Requirements>
Return the leadership podcast transcript below word for word, in full.

Excerpted passage>
****
Oh, that's a great question.
It's actually in my book.
It starts there because people told me you have to start a conversation there.
Wow.
So actually leading when you look at the, I like to look at words, especially when English is not my first language.
So the etymology, that's how you say it's right.
The etymology of the word is path.
How can you create a transformation in others if there's no transformation in yourself?
Join your host, Greg Favaza, as your voice on the hard truths of leadership, your transformation station connecting clarity to the cutting edge of leadership.
As millennials, we can establish change, not only ourselves, but through organizational change,
a dream transparency that goes beyond the organization and reflects back into ourselves.
Extracting.
Extracting.
Actionable advice and alternative perspectives that will take you outside of yourself.
Hey, Noah.
Hey, what's that?
It's just another day getting after it.
I like your, is this your office?
I see a lot of tags you got going on back there.
Yeah, it's my.
business plan. It needs a bit of, it needs a bit of an update, but yeah. Like that. Is there a system on
how that works? I don't know if you mind like sharing that. That's the color scheme, everything.
It's just really interesting. Yeah. It's how I mind is how my brain works. And I like to do
color coding. So that's that's the way I work. I take an idea and then I go with it down the
flow deeper and deeper and deeper.
Yes.
So it's kind of like my business, then the sub areas, and then I start to brainstorm and
decide what I want to work on.
Interesting.
I can see that as far as with the color.
It's almost like a mind map, but even more finite.
Yeah.
Color coded.
And then you said with subtopics, I'm assuming you have like top things are huge.
We shouldn't even be focusing on this.
****
Supplied material>
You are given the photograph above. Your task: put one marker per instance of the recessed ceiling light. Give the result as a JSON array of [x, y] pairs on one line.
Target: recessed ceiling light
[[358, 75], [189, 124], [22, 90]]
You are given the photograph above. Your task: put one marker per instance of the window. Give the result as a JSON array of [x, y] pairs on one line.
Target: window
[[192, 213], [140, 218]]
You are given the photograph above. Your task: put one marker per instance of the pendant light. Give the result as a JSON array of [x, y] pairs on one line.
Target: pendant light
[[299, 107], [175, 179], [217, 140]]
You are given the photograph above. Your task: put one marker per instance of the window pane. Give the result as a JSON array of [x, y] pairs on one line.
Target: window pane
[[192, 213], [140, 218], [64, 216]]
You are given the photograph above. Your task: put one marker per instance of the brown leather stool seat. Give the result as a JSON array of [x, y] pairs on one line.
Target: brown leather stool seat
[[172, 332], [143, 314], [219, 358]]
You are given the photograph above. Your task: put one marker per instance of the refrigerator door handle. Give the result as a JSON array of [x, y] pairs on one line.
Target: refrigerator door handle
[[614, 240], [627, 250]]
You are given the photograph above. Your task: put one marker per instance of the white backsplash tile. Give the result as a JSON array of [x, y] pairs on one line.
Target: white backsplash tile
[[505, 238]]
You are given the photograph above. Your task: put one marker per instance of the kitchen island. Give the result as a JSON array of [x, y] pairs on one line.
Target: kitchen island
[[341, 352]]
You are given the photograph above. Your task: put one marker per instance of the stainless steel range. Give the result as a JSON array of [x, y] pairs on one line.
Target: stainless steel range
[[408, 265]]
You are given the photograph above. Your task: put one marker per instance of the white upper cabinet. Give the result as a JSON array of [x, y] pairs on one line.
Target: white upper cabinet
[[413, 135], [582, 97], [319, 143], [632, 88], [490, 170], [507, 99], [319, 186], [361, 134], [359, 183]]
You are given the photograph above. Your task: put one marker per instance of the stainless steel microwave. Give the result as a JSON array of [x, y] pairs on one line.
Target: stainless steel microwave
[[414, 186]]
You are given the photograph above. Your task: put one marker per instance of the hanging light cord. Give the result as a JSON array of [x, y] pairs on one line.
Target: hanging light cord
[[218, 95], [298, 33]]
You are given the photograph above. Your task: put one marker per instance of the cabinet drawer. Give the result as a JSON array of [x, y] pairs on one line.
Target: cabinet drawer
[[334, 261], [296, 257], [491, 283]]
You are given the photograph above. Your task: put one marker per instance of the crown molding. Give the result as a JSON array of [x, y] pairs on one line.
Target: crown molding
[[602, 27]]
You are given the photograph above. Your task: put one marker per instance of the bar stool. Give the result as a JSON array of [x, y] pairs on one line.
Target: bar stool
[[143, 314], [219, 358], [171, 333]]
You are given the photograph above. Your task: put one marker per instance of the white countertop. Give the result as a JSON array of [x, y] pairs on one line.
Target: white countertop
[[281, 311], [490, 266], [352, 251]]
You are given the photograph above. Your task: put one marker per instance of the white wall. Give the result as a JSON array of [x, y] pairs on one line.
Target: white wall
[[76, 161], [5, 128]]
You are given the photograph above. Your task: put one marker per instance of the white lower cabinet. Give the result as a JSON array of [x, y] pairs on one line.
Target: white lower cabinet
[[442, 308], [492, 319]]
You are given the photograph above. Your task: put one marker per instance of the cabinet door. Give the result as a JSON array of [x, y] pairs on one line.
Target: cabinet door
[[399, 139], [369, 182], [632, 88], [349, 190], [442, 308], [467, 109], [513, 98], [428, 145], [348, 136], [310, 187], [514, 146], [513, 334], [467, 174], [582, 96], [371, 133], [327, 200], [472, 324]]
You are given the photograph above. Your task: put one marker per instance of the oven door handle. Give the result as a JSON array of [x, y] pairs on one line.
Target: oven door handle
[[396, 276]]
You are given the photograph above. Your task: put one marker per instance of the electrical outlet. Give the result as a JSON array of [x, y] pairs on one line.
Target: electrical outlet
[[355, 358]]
****
Task result>
Oh, that's a great question.
It's actually in my book.
It starts there because people told me you have to start a conversation there.
Wow.
So actually leading when you look at the, I like to look at words, especially when English is not my first language.
So the etymology, that's how you say it's right.
The etymology of the word is path.
How can you create a transformation in others if there's no transformation in yourself?
Join your host, Greg Favaza, as your voice on the hard truths of leadership, your transformation station connecting clarity to the cutting edge of leadership.
As millennials, we can establish change, not only ourselves, but through organizational change,
a dream transparency that goes beyond the organization and reflects back into ourselves.
Extracting.
Extracting.
Actionable advice and alternative perspectives that will take you outside of yourself.
Hey, Noah.
Hey, what's that?
It's just another day getting after it.
I like your, is this your office?
I see a lot of tags you got going on back there.
Yeah, it's my.
business plan. It needs a bit of, it needs a bit of an update, but yeah. Like that. Is there a system on
how that works? I don't know if you mind like sharing that. That's the color scheme, everything.
It's just really interesting. Yeah. It's how I mind is how my brain works. And I like to do
color coding. So that's that's the way I work. I take an idea and then I go with it down the
flow deeper and deeper and deeper.
Yes.
So it's kind of like my business, then the sub areas, and then I start to brainstorm and
decide what I want to work on.
Interesting.
I can see that as far as with the color.
It's almost like a mind map, but even more finite.
Yeah.
Color coded.
And then you said with subtopics, I'm assuming you have like top things are huge.
We shouldn't even be focusing on this.